* [What you should do]:
For the entries that appear below, write out the exact text and omit the pictures.

═══ Records supplied

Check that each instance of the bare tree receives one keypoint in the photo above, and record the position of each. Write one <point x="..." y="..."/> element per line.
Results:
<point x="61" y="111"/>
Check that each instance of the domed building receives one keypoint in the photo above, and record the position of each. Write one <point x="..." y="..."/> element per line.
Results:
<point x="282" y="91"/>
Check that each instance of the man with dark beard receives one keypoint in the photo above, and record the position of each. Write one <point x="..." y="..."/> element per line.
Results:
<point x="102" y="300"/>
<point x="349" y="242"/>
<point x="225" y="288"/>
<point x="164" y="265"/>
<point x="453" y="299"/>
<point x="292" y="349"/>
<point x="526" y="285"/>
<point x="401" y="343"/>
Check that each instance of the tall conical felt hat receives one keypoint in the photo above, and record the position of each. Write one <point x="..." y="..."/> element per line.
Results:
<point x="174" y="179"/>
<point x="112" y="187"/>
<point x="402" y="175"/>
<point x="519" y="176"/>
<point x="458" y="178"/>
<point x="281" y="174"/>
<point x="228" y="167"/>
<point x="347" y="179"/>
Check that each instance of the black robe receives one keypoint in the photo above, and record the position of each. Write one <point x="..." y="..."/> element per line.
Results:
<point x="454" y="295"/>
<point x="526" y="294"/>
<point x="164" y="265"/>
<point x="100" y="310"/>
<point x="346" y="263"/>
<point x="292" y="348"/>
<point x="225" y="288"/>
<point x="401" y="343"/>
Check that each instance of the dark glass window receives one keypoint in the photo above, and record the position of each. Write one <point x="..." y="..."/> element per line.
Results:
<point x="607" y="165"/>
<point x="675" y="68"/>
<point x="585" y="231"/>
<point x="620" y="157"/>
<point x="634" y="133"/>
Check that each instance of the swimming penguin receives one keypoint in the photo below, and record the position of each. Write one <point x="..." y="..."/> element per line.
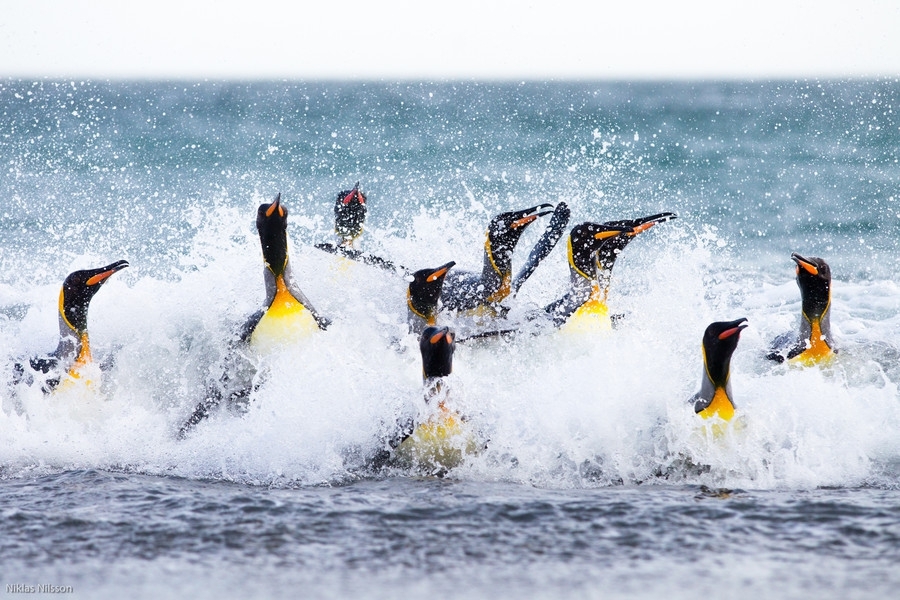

══════

* [Answer for this exercise]:
Check that each instance of the bare tree receives one keypoint in the photo above, and record the position of each. Write one <point x="..." y="..."/> element per line.
Results:
<point x="61" y="111"/>
Check that each instance of the domed building receives one keypoint in the photo above, and record the position of each. Write one <point x="..." y="..."/> element per line.
Results:
<point x="282" y="91"/>
Check that each instance of the man with dark beard receives one keypoint in the photo above, and record the position of each. Write one <point x="..." y="..."/> element per line.
Results:
<point x="102" y="300"/>
<point x="349" y="242"/>
<point x="225" y="288"/>
<point x="164" y="265"/>
<point x="453" y="299"/>
<point x="292" y="349"/>
<point x="526" y="285"/>
<point x="401" y="343"/>
Check that each instance of the tall conical felt hat receives one keypoint in the photo above, and record the position of each. Write one <point x="..." y="..."/> element per line.
Results:
<point x="174" y="179"/>
<point x="112" y="187"/>
<point x="402" y="175"/>
<point x="519" y="176"/>
<point x="458" y="178"/>
<point x="281" y="174"/>
<point x="228" y="167"/>
<point x="347" y="179"/>
Check that each instance of the black robe receives one keypoint in the photo above, and record the position of each. Write one <point x="..." y="..."/> element per line.
Results:
<point x="454" y="295"/>
<point x="526" y="294"/>
<point x="164" y="265"/>
<point x="100" y="310"/>
<point x="346" y="263"/>
<point x="292" y="348"/>
<point x="225" y="288"/>
<point x="401" y="343"/>
Check that each instance of the dark glass window receives one keypoint in the photo above, and record the position of each. Write one <point x="..." y="..."/> element per line.
Results:
<point x="607" y="165"/>
<point x="675" y="68"/>
<point x="585" y="231"/>
<point x="620" y="157"/>
<point x="634" y="133"/>
Check that each instance of the swimming penguin receives one keypoint in the photo below, and record the position of each. Write one <point x="..." y="..."/> element per line.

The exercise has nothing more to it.